Source records ▸
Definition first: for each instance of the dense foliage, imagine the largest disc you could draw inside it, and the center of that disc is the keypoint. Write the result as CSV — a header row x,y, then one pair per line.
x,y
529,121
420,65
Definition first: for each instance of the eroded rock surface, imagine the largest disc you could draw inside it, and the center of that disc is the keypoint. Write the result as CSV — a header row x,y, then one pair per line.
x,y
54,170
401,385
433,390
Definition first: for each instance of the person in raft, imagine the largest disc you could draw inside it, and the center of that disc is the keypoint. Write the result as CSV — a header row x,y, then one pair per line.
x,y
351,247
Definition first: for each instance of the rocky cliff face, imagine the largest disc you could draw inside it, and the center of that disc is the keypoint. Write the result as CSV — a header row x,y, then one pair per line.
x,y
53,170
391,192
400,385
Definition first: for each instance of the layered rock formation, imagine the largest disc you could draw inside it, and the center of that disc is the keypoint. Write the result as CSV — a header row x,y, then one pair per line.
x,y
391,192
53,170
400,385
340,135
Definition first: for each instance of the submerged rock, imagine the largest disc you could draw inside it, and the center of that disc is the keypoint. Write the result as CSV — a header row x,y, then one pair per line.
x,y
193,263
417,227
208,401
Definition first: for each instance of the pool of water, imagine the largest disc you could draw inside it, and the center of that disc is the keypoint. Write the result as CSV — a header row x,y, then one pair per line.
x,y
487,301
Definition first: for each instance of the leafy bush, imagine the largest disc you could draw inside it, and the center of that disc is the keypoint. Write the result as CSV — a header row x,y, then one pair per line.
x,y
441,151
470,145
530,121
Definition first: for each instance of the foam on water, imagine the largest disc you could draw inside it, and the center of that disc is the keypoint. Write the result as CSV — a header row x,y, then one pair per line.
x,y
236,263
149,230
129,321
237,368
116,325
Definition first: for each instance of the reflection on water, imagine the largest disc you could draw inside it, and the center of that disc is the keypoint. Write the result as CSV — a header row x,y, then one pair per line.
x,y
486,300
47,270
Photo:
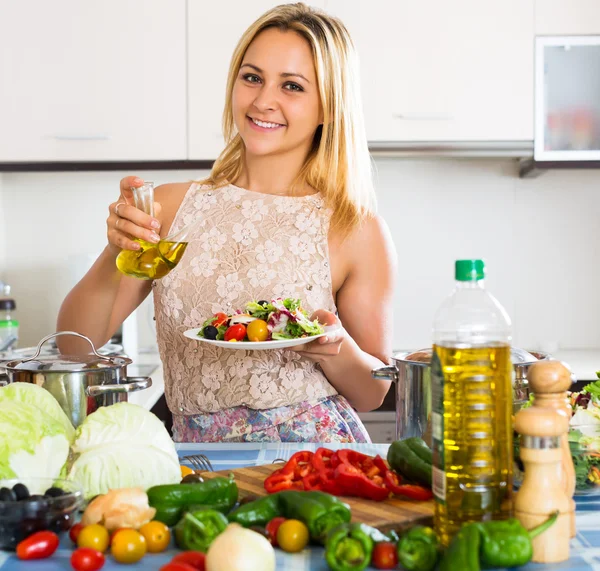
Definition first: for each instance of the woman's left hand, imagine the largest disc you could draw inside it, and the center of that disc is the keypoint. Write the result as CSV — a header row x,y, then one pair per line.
x,y
323,348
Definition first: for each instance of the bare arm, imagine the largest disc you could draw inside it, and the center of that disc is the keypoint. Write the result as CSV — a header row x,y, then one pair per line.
x,y
364,303
104,297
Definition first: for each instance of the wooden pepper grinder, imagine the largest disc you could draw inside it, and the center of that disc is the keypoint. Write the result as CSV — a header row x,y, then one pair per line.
x,y
549,381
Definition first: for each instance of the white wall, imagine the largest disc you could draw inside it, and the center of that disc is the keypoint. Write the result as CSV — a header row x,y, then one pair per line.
x,y
539,238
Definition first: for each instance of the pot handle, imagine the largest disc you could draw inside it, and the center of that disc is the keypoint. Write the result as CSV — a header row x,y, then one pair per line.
x,y
58,334
132,384
387,373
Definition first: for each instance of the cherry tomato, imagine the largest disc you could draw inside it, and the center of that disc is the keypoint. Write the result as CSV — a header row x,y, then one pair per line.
x,y
236,332
157,536
272,528
39,545
74,531
128,546
86,559
195,559
94,536
384,555
292,536
220,319
257,330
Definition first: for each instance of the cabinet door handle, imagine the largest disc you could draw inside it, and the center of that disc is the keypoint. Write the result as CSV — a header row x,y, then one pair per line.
x,y
81,137
416,116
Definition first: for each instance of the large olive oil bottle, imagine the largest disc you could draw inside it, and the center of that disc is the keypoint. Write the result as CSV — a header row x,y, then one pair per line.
x,y
471,405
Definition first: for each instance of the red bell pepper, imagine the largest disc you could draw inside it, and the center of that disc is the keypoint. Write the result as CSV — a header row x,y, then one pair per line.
x,y
358,475
412,491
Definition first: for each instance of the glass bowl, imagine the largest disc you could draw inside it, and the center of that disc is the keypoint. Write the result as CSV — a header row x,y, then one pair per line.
x,y
52,510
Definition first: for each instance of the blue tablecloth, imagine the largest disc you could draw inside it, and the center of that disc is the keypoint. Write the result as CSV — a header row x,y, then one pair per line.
x,y
585,548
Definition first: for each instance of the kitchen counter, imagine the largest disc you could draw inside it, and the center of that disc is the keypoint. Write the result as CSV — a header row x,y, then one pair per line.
x,y
585,548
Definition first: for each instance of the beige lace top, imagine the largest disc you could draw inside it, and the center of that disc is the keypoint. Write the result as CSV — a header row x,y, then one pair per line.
x,y
249,246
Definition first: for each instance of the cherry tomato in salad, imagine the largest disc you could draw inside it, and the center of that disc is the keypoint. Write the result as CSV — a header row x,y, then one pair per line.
x,y
272,528
86,559
236,332
220,319
385,555
257,330
74,531
195,559
40,545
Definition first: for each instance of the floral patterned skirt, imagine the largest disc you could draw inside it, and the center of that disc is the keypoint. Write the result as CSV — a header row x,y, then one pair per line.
x,y
329,420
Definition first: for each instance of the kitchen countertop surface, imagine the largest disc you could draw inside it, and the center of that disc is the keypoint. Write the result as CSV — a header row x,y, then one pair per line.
x,y
585,547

Task details ▸
Output every entry verbatim. Pictures do not belong in the copy.

Exercise response ▸
Definition first: for each instance of the dense foliage, imagine the largest disc you could draw inside it, and the center of that disc is the keypoint. Write the result as CSV — a header row x,y, then one pair per line.
x,y
529,121
420,65
Definition first: for each instance of the eroded rock surface, imagine the largest disc you could draw inside it, and the center of that disc is the keypoint. Write the result as CSV — a header row x,y, then one pair per line.
x,y
54,170
401,385
433,390
Definition first: for each instance of the person in raft, imagine the largest disc you could draw inside it, and the center of that disc is the keypoint. Write the result as CSV — a header row x,y, then one pair per line.
x,y
351,247
Definition first: for each instance of the rocky cliff face, imagine the largest disc you could draw inside it, and the center of that disc is the keypoint. Write the result as CSV — a header row x,y, then one pair per line.
x,y
53,170
391,192
400,385
Definition first: for each instance of the layered rock formation, imagine the largest disc you could draw inside it, and the center of that disc is the keypoint. Write the result as CSV — a header row x,y, then one pair per line.
x,y
391,192
53,170
400,385
340,135
Definition first: for each instance of the submerged rock, imagine the largest disc you could draw inside it, and the center of that disc is the keypoint. Write the result as CSV — a header row x,y, then one pair per line.
x,y
193,263
417,227
208,401
Definition first: for each instance of the pool of water, imagine the largest disc you could draw inside it, and the center of that disc is the keypoint. Write the result as CSV — a header row x,y, then one pair per line.
x,y
487,301
Definition first: for each instance of the leafy bush, imagine the largest disc you could draw inside it, and the center of that disc is the keypoint. Write the result as CSV — a header row x,y, then one pair per line.
x,y
441,151
470,145
530,121
Definition first: for each instance of the foam on water, imagine the largest disc you could draw inside it, and the center of that disc is the keypoint. Write the result as CSV — a header row x,y, then one pair per line.
x,y
236,263
149,230
129,321
237,368
116,325
Definition first: for each instance of the reflection on water, imagine the largest disc you could draw inside it, and the center of that disc is the keypoint. Write the result as CSV — a header row x,y, then one pair per line.
x,y
486,300
47,270
Photo:
Definition first: for each instance of the woman's left hand, imagine the largest disc you could draw inside it, and the center of that disc is the keypoint. Write the result as CSV — a header row x,y, then one pair per line.
x,y
323,348
Definition first: for each instance of the bare arm, imagine the largest disc you could draw inside it, and the center of that disc is the keypoint. Write the result as CSV — a header row x,y, then one pair per line.
x,y
364,303
104,297
Definition first: for each instance of the wooden pepper grinder, imagine the largest disc you could draw inside it, and the center of that disc is the keypoint. Write the result as CSV — a header row x,y, then one pair per line.
x,y
549,381
Definition first: for each instance of the white wall, imagine the largest disc you could draw inside it, and the center of that disc is the keypoint. Write the result as CSV — a header row x,y, then one pair per line.
x,y
539,238
Definition first: for each instance of the pot handle, imagine the largest disc you could draw inside it, and the center of that disc is the keypoint. Write the result as CSV — a header row x,y, then one pair per line.
x,y
58,334
132,384
387,373
Definition first: for each instance of the cherry tomato, imagine the largest disc you could draw inside it, and the center of that disc is the keypoint. Write the result as CSV — a header row x,y, then one pair per line.
x,y
236,332
157,536
272,528
39,545
74,531
128,546
86,559
195,559
94,536
384,555
292,536
220,319
257,330
Definition first: for each instance of the cabinet door handle, imagine the largest disc you could draw inside it, and the center of that disc is the keypoint. Write the result as CSV — a header row x,y, then one pair per line.
x,y
81,137
416,116
Definition first: for each instance of the large olive oil bottle, imagine the largest disc you could draw inside it, and the center of that disc is the keypoint. Write the result as CSV — a header row x,y, then one pair per line.
x,y
471,405
Definition first: for each instance of the red bell pepper, imagine the largest disc you could draw inside it, and the center of that disc is the keypoint. Write the result as CSV — a header row x,y, then one pair per line.
x,y
358,475
412,491
Definition first: for each instance of the glass bowl, imagine the largest disc you could draw inside it, and the center of that disc is the keypoint. Write the result as CSV — a header row x,y, then one pair per line.
x,y
52,510
Definition first: for each instance of the blue tablecloth, imagine the largest disc you could draw inside it, and the center of that disc is the keypoint. Write the result as CSV — a header row x,y, then one pair per line.
x,y
585,548
Definition first: for each instance of the kitchen counter, imagine the largest disc you could draw inside it, and the center of that disc is the keypoint. Write the result as CSV — a header row x,y, then one pair per line.
x,y
585,548
Definition first: for each instance of the beige lace top, imagine the largest disc you could draw inside it, and the center of that disc is the keypoint. Write the result as CSV — a header row x,y, then one pair per line.
x,y
249,246
Definition first: for each instance of the cherry tomato in salad, imagine the largest disc you could draw inside it, and the center of that disc is the keypoint. Write the result as CSV — a header row x,y, then one pair per line.
x,y
272,528
86,559
236,332
220,319
385,555
257,330
74,531
195,559
40,545
Definition first: for each instance of the floral patterned skirt, imagine the largest disc you could draw inside it, and the center of that disc is the keypoint. Write the result as CSV — a header row x,y, then one pair per line.
x,y
329,420
Definition first: for each instance of the kitchen countertop surface, imagine the largest disc you could draw inside it, and the center of that disc is the keypoint. Write the result as CSV — a header row x,y, then one pair per line.
x,y
585,547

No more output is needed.